Dataset extracts labeled with boxes
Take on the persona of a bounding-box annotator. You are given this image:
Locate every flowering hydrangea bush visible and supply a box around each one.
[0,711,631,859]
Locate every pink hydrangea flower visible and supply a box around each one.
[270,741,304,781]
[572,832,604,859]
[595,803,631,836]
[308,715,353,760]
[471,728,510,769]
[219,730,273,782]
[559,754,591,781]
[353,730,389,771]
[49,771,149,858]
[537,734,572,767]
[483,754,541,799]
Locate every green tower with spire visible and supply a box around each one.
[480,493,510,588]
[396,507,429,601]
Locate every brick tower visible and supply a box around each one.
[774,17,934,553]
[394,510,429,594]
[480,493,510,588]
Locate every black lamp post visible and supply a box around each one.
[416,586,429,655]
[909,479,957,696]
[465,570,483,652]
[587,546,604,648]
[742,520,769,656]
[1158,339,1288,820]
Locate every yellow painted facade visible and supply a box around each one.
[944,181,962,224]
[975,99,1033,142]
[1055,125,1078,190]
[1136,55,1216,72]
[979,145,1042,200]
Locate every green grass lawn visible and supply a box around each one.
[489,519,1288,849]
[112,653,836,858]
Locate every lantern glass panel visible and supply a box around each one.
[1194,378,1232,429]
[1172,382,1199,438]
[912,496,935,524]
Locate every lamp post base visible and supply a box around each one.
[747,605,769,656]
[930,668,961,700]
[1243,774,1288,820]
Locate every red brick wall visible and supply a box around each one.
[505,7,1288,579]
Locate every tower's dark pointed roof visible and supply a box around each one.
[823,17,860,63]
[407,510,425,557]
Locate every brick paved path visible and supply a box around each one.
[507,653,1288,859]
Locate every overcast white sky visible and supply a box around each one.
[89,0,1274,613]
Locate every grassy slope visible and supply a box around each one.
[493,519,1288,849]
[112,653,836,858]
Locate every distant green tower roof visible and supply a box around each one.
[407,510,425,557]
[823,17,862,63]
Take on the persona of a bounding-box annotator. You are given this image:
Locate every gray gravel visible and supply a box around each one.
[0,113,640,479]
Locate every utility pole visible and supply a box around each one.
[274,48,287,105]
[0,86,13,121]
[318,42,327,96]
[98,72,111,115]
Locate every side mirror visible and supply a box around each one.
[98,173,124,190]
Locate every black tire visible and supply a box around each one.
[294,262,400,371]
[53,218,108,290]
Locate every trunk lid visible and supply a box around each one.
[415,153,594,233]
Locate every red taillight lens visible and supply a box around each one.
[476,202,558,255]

- **EXERCISE**
Output every line of the listing above as a JSON list of strings, one string per line, omitting blank lines.

- **REPLY**
[
  "Take on the persona of a bounding-box annotator. You are given this image:",
  "Locate every flowering hydrangea bush visible and supply a box around each one.",
  "[0,711,631,859]",
  "Locate every pink hydrangea flower visible and supply a box around each one.",
  "[270,741,304,781]",
  "[572,832,604,859]",
  "[595,803,631,836]",
  "[308,715,353,760]",
  "[471,728,510,769]",
  "[219,730,273,782]",
  "[559,754,591,781]",
  "[353,730,389,771]",
  "[49,771,149,858]",
  "[537,734,572,767]",
  "[483,754,541,799]",
  "Locate every green tower with spire visible and supply a box around each one.",
  "[480,493,510,588]",
  "[396,507,429,601]",
  "Locate every brick tower visible and supply a box around each one.",
  "[774,17,934,553]",
  "[394,510,429,594]",
  "[480,493,510,588]",
  "Locate every black lamp post visible and supply a box around each one.",
  "[416,586,429,655]",
  "[909,479,957,696]",
  "[465,570,483,652]",
  "[587,546,604,648]",
  "[742,520,769,656]",
  "[1158,339,1288,820]",
  "Locate every yellow painted facade visible and supply a box around each one.",
  "[944,181,962,224]",
  "[975,99,1033,142]",
  "[1055,125,1078,190]",
  "[1136,55,1216,72]",
  "[979,145,1042,200]",
  "Locate every green grass lawn visible and supply a box around each one.",
  "[489,519,1288,849]",
  "[112,653,836,858]",
  "Locate every lantern glass panel visible and supply a box around each one.",
  "[1194,378,1232,429]",
  "[1172,382,1199,438]",
  "[912,496,935,524]",
  "Locate every lamp post base visible and supply a box around each one.",
  "[747,605,769,656]",
  "[930,668,961,700]",
  "[1243,774,1288,820]",
  "Locate every red brick wall visible and supply a box around each one.",
  "[505,7,1288,579]",
  "Locate every tower's dark pointed roof visible and supply a box around each one.",
  "[823,17,860,63]",
  "[407,510,425,557]",
  "Locate every brick paved path visible and supply a box around each one.",
  "[507,653,1288,859]",
  "Locate every overcast white sky visible and supply a box around each one.",
  "[89,0,1274,613]",
  "Locate every grassy slope visible and supply a box around each one.",
  "[493,519,1288,849]",
  "[112,653,836,858]",
  "Locate every distant green tower roof visible and supply a box around each one.",
  "[407,510,425,557]",
  "[823,17,862,63]",
  "Take on the persona of a bounding-box annotator. You are given this image:",
  "Locate every gray gravel visible and supply a box around each one.",
  "[0,113,640,479]",
  "Locate every utility pole visible and supply a box around each one.",
  "[274,48,287,105]",
  "[0,86,13,121]",
  "[318,42,327,96]",
  "[98,72,111,115]",
  "Locate every side mirror visible and supply a box around each one.",
  "[98,173,124,190]",
  "Locate every black tire visible and supply a box around each one.",
  "[294,262,400,371]",
  "[53,218,108,290]",
  "Locate every trunk lid visible and supply a box around each one.",
  "[415,153,594,233]",
  "Locate every red taillight lens visible and supply a box around each one.",
  "[476,202,558,255]"
]